YOUR INSTRUCTIONS: All of the data that follows should be given again exactly, without its images.

DATA LISTING:
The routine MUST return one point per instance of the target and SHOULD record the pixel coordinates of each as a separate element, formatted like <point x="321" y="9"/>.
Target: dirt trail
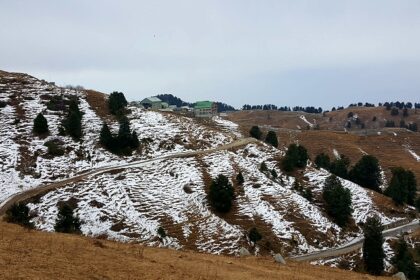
<point x="25" y="195"/>
<point x="355" y="244"/>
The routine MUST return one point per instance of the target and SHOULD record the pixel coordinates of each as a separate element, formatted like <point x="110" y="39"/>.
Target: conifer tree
<point x="134" y="140"/>
<point x="338" y="200"/>
<point x="221" y="194"/>
<point x="271" y="139"/>
<point x="106" y="137"/>
<point x="117" y="103"/>
<point x="74" y="125"/>
<point x="323" y="161"/>
<point x="339" y="167"/>
<point x="373" y="252"/>
<point x="403" y="186"/>
<point x="296" y="157"/>
<point x="240" y="179"/>
<point x="66" y="221"/>
<point x="40" y="124"/>
<point x="403" y="260"/>
<point x="255" y="132"/>
<point x="367" y="173"/>
<point x="19" y="214"/>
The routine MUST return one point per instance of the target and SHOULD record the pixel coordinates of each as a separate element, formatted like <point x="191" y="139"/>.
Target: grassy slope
<point x="389" y="149"/>
<point x="38" y="255"/>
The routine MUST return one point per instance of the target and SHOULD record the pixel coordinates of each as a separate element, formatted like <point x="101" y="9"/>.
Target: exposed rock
<point x="279" y="259"/>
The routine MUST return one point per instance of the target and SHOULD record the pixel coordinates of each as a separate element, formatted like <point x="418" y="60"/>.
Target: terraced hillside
<point x="392" y="146"/>
<point x="130" y="203"/>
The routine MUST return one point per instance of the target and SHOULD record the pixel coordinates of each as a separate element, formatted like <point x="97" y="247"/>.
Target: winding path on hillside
<point x="27" y="194"/>
<point x="352" y="246"/>
<point x="355" y="245"/>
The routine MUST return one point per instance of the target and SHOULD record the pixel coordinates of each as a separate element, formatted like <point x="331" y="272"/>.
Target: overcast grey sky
<point x="294" y="52"/>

FINISHED TASK:
The routine MUST return one point per instance of the target and SHOULD record the pixel coordinates of each as a separate element, formatted like <point x="321" y="9"/>.
Target: dirt trail
<point x="25" y="195"/>
<point x="355" y="244"/>
The routine MUST return one point per instance of the target and SHOULD record the pixel coordinates of each as a separate element, formatted like <point x="110" y="39"/>.
Target: conifer tree
<point x="134" y="140"/>
<point x="338" y="200"/>
<point x="221" y="194"/>
<point x="271" y="139"/>
<point x="106" y="137"/>
<point x="117" y="103"/>
<point x="74" y="125"/>
<point x="323" y="161"/>
<point x="339" y="167"/>
<point x="373" y="252"/>
<point x="403" y="186"/>
<point x="296" y="157"/>
<point x="240" y="179"/>
<point x="66" y="221"/>
<point x="40" y="124"/>
<point x="403" y="260"/>
<point x="255" y="132"/>
<point x="367" y="173"/>
<point x="19" y="214"/>
The routine MUST return one point per instance of the target and SHOULD record the pixel coordinates of each as a separate element, formatted like <point x="191" y="139"/>.
Target: grassy slope
<point x="389" y="149"/>
<point x="38" y="255"/>
The routine MUST return one point per instance of the target and SHOULD record the pixel coordinates of each as a separate element, formatted like <point x="101" y="9"/>.
Target: exposed rock
<point x="279" y="259"/>
The routine MUST return one point per instance of the target and SHOULD record the pixel coordinates of each as a separate element, formatted like <point x="418" y="60"/>.
Target: terraced hillside
<point x="392" y="146"/>
<point x="130" y="203"/>
The routine MUST return one point per instance of the target and SHOULD record the pixel coordinates of each as a separate element, formatted like <point x="97" y="247"/>.
Target: winding path on hillside
<point x="27" y="194"/>
<point x="352" y="246"/>
<point x="355" y="245"/>
The routine MUST return one point per instance of the target and SHOULD record the pixel coordinates of each as a separate element, formatted like <point x="331" y="272"/>.
Target: overcast grey sky
<point x="294" y="52"/>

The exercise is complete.